(Location labeling records)
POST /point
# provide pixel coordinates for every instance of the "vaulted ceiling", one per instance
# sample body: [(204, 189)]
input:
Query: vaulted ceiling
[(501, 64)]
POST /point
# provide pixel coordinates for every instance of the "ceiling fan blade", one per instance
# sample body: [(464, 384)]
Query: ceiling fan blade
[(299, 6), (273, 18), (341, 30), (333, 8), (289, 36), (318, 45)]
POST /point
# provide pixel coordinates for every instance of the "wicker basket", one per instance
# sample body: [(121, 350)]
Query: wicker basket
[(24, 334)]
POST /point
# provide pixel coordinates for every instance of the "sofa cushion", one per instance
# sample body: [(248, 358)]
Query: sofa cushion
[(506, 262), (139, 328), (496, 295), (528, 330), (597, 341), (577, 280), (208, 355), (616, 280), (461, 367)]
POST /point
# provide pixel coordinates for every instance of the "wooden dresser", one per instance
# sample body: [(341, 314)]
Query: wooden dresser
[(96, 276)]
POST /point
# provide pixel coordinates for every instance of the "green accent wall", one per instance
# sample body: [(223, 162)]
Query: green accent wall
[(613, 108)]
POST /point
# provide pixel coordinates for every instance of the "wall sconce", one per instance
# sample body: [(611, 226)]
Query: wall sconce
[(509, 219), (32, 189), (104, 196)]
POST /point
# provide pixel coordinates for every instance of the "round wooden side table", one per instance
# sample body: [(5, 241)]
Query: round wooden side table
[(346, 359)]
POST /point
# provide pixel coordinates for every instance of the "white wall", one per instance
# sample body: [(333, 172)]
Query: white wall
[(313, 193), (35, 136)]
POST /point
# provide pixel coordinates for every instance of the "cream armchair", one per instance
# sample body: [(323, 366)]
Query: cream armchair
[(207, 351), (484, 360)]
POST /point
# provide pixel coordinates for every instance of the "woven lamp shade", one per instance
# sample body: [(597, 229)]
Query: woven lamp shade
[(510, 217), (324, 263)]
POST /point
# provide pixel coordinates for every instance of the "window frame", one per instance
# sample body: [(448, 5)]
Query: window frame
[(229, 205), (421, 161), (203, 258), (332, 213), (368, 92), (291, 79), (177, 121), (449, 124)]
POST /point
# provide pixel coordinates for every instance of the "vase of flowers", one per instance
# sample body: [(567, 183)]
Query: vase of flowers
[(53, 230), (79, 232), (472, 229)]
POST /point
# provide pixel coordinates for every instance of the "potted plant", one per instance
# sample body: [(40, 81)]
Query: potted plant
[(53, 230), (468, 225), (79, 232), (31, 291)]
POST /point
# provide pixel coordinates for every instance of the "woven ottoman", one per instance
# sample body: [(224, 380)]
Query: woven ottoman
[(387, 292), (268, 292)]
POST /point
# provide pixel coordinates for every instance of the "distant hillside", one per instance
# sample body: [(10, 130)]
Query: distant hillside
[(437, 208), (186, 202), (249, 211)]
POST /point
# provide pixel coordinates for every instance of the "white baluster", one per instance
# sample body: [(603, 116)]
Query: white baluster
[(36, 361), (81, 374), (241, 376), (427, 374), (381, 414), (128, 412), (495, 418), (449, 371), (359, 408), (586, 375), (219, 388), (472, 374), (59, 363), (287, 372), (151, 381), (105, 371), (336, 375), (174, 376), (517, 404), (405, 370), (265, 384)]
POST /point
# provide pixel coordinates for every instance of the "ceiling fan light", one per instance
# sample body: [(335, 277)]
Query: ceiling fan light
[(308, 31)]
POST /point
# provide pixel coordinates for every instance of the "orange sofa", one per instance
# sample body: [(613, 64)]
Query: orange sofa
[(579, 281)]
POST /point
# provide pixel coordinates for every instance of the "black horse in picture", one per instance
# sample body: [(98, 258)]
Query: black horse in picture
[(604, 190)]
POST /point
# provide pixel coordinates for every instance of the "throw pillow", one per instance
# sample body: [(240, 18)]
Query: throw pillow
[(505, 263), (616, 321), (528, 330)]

### [What is required]
Reproduce every one of these records word for word.

### [The completed task]
POST /point
# provide pixel coordinates for every instance of the "vaulted ceiling", one per instance
# sample body: [(204, 189)]
input:
Query: vaulted ceiling
[(501, 64)]
POST /point
# provide pixel coordinates for every instance of the "ceiling fan blade", one per instance
# sample body: [(464, 384)]
Query: ceiling fan blade
[(299, 6), (273, 18), (341, 30), (333, 8), (289, 36), (318, 45)]
POST /point
# provide pixel coordinates for every instance of the "wicker basket", one per instance
# sample body: [(121, 350)]
Query: wicker basket
[(24, 334)]
POST /point
# provide pixel coordinates for every instance of the "sofa cushion", one per instance
# sample body: [(248, 358)]
Query: sofa cushion
[(506, 262), (139, 328), (496, 295), (528, 330), (597, 341), (577, 280), (208, 355), (616, 280), (461, 367)]
POST /point
# provide pixel coordinates for every instance of the "wooden dresser", one per instance
# sample body: [(341, 314)]
Query: wooden dresser
[(96, 276)]
POST /point
# provide pixel coordinates for every instance of the "green accent wall", one per instance
# sample body: [(223, 162)]
Query: green accent wall
[(613, 108)]
POST /point
# provide pixel coordinates for every instance of the "wall sconce", one per instance
# sample body: [(611, 226)]
Query: wall sconce
[(509, 219), (32, 189), (104, 196)]
POST /point
# provide pixel coordinates for every instance of the "round wooden side table", one per instance
# sample body: [(5, 241)]
Query: round wooden side table
[(346, 359)]
POST /point
# provide pixel coordinates for every instance of the "white wall", one per instance
# sample body: [(333, 172)]
Query: white wall
[(313, 193), (35, 136)]
POST /point
# provide pixel coordinates for every instance of the "cream armchair", one per instance
# sample body: [(323, 366)]
Query: cream armchair
[(207, 351), (484, 360)]
POST /point
# provide pixel coordinates for every instance of the "woven lamp shade", one per instance
# sample body: [(597, 229)]
Query: woven lamp shade
[(510, 217), (324, 263)]
POST /point
# provide pixel coordinates for every instance of the "window frame", one per instance
# sample body: [(448, 5)]
Query: window frame
[(229, 205), (421, 161), (203, 258), (332, 213), (368, 92), (291, 79), (177, 121), (449, 124)]
POST /point
# provide pixel coordinates for every instance of the "vase of flowers", one per instance
# sample body: [(567, 183)]
Query: vase of flowers
[(53, 230), (79, 232), (472, 229)]
POST /point
# provide pixel coordinates for every instance of the "potted plant", one per instance
# sample body: [(40, 81)]
Query: potted plant
[(53, 230), (468, 225), (79, 232), (31, 291)]
POST /point
# provide pixel coordinates for every instance of the "woven ottoman", one per instance
# sample body: [(224, 380)]
Query: woven ottoman
[(387, 292), (268, 292)]
POST /point
# provide pixel coordinates for every instance of the "distant hillside", one per instance
# sample body: [(10, 130)]
Query: distant hillside
[(437, 208), (186, 202), (249, 211)]
POST /point
# provide pixel coordinates for every instance of the "white baluster", one per instance
# sample body: [(603, 116)]
Query: white baluster
[(36, 361), (81, 374), (241, 376), (427, 374), (381, 414), (128, 412), (495, 418), (449, 371), (359, 408), (586, 375), (219, 388), (472, 374), (59, 363), (287, 372), (151, 381), (105, 371), (336, 375), (174, 376), (517, 404), (405, 370), (265, 384)]
POST /point
# provide pixel coordinates for every instance of the "ceiling fan light", one per instance
# sample body: [(335, 277)]
Query: ceiling fan light
[(308, 31)]
POST /point
# provide pixel coordinates for every instance of the "orange sofa", one per instance
# sample body: [(613, 64)]
Query: orange sofa
[(579, 281)]
POST /point
# provide pixel coordinates for every instance of the "black horse in picture", one per instance
# sample body: [(98, 258)]
Query: black horse in picture
[(604, 190)]
POST /point
# provide pixel coordinates for every instance of the "throw pillow", one per instance
# sample body: [(240, 18)]
Query: throw pillow
[(505, 263), (616, 321), (528, 330)]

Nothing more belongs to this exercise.